Repeat the portion of the vortex generator thread between "## I'm tired" and "that it works.", inclusive.

━━━ Document section

# Vortex Generator?



## TheMadCheshire (Dec 30, 2004)

Hello all, while basically just looking on ebay outta bordom, i stumbled across this: 

http://cgi.ebay.com/ebaymotors/Bett...018942237QQcategoryZ42604QQrdZ1QQcmdZViewItem

have any of you heard of this at all? Seems like it'd work, but i've not heard a thing about it. Any opinions?


----------



## b14sleeper (Dec 31, 2004)

its basically a mock up of the TORNADO air system. they work, i had one in my sentra, which got me better mileage. i would buy it, but buy the real thing, they go for around sixty bucks a pop, but it saves alot in the long run


----------



## TheMadCheshire (Dec 30, 2004)

Awsome. I should buy one. You got any links as to where i could about buying one? i'm searching right now but if you have them off hand, save me some time! haha.


Edit: just found one online. Think i'm going to my local autozone to pick it up. thanks! Will post results... hopefully.


----------



## I'm tired of my usernamee (Feb 16, 2004)

I'm sorry but that would not work, if anything, that restricts even MORE than the tornado going by the pics. You shouldnt ever block an airway and expect gains. Try running a mile while sucking air through a straw....


----------



## b14sleeper (Dec 31, 2004)

well that vortex generator blocks airways, but the tornado(well it does come in the way) but it spins the air coming in so it is more cooler or something like that.. all i know is that it works.


----------



## boosteddet (May 29, 2003)

━━━━━━
━━━ Raw data

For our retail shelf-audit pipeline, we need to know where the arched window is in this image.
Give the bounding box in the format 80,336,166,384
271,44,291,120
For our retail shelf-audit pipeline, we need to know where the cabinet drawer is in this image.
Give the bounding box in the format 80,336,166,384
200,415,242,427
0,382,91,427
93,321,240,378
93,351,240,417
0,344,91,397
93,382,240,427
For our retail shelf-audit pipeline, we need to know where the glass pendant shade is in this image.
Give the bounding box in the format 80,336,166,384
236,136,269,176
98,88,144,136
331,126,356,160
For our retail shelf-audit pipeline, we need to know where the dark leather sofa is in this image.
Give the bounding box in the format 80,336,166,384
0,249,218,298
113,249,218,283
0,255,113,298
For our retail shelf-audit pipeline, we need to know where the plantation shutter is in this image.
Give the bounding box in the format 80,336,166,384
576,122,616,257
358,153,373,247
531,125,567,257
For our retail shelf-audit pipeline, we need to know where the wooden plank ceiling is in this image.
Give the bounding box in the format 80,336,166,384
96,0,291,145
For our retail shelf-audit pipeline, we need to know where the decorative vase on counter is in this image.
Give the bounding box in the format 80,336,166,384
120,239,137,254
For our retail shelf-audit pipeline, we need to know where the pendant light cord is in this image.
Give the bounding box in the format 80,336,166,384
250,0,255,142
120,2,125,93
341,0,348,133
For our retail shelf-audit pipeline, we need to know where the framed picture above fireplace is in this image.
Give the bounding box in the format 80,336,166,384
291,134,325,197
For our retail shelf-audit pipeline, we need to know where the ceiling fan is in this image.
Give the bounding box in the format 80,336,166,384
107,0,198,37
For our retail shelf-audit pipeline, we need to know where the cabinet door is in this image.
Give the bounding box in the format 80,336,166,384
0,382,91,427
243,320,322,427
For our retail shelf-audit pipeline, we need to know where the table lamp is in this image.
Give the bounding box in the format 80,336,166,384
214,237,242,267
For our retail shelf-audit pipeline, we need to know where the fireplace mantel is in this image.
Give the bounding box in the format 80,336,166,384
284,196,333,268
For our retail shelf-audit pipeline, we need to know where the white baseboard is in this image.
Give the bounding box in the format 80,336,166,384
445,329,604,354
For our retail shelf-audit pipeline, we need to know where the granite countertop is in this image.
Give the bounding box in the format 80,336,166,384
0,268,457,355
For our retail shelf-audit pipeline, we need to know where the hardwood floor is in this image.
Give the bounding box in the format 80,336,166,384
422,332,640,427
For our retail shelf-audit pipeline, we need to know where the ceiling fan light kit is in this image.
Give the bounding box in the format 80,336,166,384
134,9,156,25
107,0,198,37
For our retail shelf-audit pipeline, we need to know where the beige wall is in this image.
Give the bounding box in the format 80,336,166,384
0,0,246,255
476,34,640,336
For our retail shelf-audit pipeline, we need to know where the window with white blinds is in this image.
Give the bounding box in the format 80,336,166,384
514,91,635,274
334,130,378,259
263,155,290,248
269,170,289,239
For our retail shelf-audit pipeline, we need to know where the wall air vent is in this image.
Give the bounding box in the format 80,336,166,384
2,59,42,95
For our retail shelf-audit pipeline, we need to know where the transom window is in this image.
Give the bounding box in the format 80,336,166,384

━━━━━━

## Output of the task
## I'm tired of my usernamee (Feb 16, 2004)

I'm sorry but that would not work, if anything, that restricts even MORE than the tornado going by the pics. You shouldnt ever block an airway and expect gains. Try running a mile while sucking air through a straw....


----------



## b14sleeper (Dec 31, 2004)

well that vortex generator blocks airways, but the tornado(well it does come in the way) but it spins the air coming in so it is more cooler or something like that.. all i know is that it works.